- _Exercise goal_: From the line that holds "Indicate the black racing" to the last line of the data, copy everything exactly; leave out all the rest.

>> start

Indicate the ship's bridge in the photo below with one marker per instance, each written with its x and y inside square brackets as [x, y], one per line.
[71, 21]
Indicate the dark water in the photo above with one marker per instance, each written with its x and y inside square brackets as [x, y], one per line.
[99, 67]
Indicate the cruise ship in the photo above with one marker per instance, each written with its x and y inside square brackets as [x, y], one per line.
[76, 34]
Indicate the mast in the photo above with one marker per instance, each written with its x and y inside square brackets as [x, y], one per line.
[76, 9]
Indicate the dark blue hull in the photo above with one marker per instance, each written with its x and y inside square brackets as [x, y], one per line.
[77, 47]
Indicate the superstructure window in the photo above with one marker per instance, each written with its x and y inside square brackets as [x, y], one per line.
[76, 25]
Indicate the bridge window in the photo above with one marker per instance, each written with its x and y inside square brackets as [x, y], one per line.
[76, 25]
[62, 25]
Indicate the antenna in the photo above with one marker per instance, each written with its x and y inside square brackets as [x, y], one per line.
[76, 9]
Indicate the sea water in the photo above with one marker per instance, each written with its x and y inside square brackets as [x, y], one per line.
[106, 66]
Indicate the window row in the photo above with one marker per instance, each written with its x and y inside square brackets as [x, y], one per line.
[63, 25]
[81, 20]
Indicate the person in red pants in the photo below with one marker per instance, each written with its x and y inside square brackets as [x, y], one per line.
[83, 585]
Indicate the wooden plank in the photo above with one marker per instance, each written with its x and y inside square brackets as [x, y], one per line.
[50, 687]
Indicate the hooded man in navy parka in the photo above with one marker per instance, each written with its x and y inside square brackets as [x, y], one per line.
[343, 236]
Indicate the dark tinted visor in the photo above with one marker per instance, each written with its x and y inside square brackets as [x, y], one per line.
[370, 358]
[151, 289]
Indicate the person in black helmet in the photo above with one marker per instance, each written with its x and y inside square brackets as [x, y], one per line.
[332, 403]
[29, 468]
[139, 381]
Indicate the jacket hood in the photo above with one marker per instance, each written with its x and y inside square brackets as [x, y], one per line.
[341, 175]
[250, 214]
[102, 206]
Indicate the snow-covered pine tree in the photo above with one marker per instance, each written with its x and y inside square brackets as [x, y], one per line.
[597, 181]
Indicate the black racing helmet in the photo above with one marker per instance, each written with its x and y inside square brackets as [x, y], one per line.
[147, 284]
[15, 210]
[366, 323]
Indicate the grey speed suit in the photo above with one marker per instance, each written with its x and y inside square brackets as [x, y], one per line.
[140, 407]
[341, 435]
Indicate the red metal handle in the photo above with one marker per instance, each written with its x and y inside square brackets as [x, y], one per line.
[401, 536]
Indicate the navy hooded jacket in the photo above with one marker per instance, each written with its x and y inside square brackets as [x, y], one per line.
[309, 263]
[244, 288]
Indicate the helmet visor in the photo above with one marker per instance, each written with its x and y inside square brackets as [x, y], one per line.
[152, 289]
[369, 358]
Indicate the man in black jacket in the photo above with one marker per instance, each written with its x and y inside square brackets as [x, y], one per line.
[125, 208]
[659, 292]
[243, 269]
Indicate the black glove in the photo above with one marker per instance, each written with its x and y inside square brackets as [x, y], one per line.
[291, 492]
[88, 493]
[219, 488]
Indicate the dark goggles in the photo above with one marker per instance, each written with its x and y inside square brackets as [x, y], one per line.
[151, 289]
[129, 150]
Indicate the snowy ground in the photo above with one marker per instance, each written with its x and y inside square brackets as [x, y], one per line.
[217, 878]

>> end

- _Solution to the problem_:
Indicate the black racing helmet in the photo above with one marker per instance, each written with its x and y inside square brackets as [x, y], one per line.
[147, 284]
[15, 210]
[366, 323]
Indicate the grey speed suit in the photo above with one marker per instance, each written with its x and y inside square brackets as [x, y], one per line.
[140, 407]
[341, 435]
Indicate the red metal handle in the photo above with one marker per instance, each written with its x and y inside square brackets as [x, y], one per line.
[401, 536]
Indicate the navy hooded jacket in the photo above with one marker per instance, each written with its x and y inside square brackets as [x, y], one per line.
[309, 263]
[244, 288]
Indicate the helmet visor in the photo above with one marker per instance, each written with its x and y inside square brackets as [x, y], one per line.
[152, 289]
[369, 358]
Indicate the man in black jacket in the photo above with one marker per instance, each written with its x and y inside square brackets as [x, y], one per line.
[125, 208]
[659, 292]
[243, 269]
Indicate the black glove in the photo above with one marker per instance, each written with its x and y inside square brackets as [x, y], one per line.
[291, 492]
[88, 493]
[219, 488]
Indicate the dark goggles in the photo above with one marker per instance, each written with its x and y inside square brackets as [x, y], one per line.
[151, 289]
[129, 150]
Indicate the snowy ground in the photo above with one marker per instance, each written with its x and y inside square brackets as [x, y], one per line.
[217, 878]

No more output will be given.